Selected passage ▸
-------------------------

Friday, September 10, 2010
Something That Happens
Looking at the ads for THE AMERICAN leading up to its recent release it was hard not for me to think, wow, it’s like George Clooney’s totally taken himself out of the game. He doesn’t care about this summer blockbuster stuff or even winter blockbuster stuff anymore, perfectly content to make a quiet art film off in Europe and I’m not sure that I blame him in the slightest. Of course, his most recent film UP IN THE AIR stuck around for a while and took in a healthy $83 million dollars without even ever cracking the top 5. In comparison, THE AMERICAN opened in a healthy first place over the normally slow Labor Day holiday weekend, maybe helped by an adult audience who wanted to see a film actually aimed at adults and the response has apparently been pretty terrible. I kind of loved the film myself, with what I got being exactly what I wanted it to be: Clooney-as-hitman brooding in a small village somewhere in Italy with guns, beautiful girls and the ever present mood of ennui wafting through the air. Honestly, I want to go see it again right now. OK, I’m in the minority but I also know that a few people out there responded to it as I did so I’m not the only one. Occasionally Clooney has connected with what people want to see—THE PERFECT STORM was a massive hit but I always that it was pretty terrible so I’ll be more than happy if he goes on making films like THE AMERICAN for the next ten years. Others might lose their patience. But what can I say.

-------------------------

Information shown ▸
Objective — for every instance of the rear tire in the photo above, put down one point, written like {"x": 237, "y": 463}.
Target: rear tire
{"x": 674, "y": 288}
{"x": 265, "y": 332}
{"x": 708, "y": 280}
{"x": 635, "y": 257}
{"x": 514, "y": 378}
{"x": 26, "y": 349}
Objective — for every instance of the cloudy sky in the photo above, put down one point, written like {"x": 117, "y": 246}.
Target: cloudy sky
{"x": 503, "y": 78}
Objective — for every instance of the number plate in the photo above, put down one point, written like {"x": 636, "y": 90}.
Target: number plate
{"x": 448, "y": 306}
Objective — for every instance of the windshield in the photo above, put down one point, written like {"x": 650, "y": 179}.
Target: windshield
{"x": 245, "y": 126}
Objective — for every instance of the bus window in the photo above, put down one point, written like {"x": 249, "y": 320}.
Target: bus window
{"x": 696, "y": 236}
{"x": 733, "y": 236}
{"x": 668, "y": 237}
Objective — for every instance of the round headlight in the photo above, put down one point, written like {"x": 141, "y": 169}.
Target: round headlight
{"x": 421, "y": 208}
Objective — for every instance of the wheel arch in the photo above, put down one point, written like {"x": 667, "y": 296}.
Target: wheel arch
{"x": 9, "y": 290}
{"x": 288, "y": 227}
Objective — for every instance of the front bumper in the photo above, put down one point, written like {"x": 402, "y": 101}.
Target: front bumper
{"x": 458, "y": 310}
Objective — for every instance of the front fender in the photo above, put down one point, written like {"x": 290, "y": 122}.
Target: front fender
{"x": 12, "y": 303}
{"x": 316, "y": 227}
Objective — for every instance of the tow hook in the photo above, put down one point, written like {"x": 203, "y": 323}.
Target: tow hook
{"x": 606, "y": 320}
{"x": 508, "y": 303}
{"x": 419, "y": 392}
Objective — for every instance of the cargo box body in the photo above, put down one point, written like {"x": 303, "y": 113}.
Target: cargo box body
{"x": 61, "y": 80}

-------------------------

What you will do ▸
Copy out the film review in full, word for word. The rows have no connection to the film review.

Answer ▸
Friday, September 10, 2010
Something That Happens
Looking at the ads for THE AMERICAN leading up to its recent release it was hard not for me to think, wow, it’s like George Clooney’s totally taken himself out of the game. He doesn’t care about this summer blockbuster stuff or even winter blockbuster stuff anymore, perfectly content to make a quiet art film off in Europe and I’m not sure that I blame him in the slightest. Of course, his most recent film UP IN THE AIR stuck around for a while and took in a healthy $83 million dollars without even ever cracking the top 5. In comparison, THE AMERICAN opened in a healthy first place over the normally slow Labor Day holiday weekend, maybe helped by an adult audience who wanted to see a film actually aimed at adults and the response has apparently been pretty terrible. I kind of loved the film myself, with what I got being exactly what I wanted it to be: Clooney-as-hitman brooding in a small village somewhere in Italy with guns, beautiful girls and the ever present mood of ennui wafting through the air. Honestly, I want to go see it again right now. OK, I’m in the minority but I also know that a few people out there responded to it as I did so I’m not the only one. Occasionally Clooney has connected with what people want to see—THE PERFECT STORM was a massive hit but I always that it was pretty terrible so I’ll be more than happy if he goes on making films like THE AMERICAN for the next ten years. Others might lose their patience. But what can I say.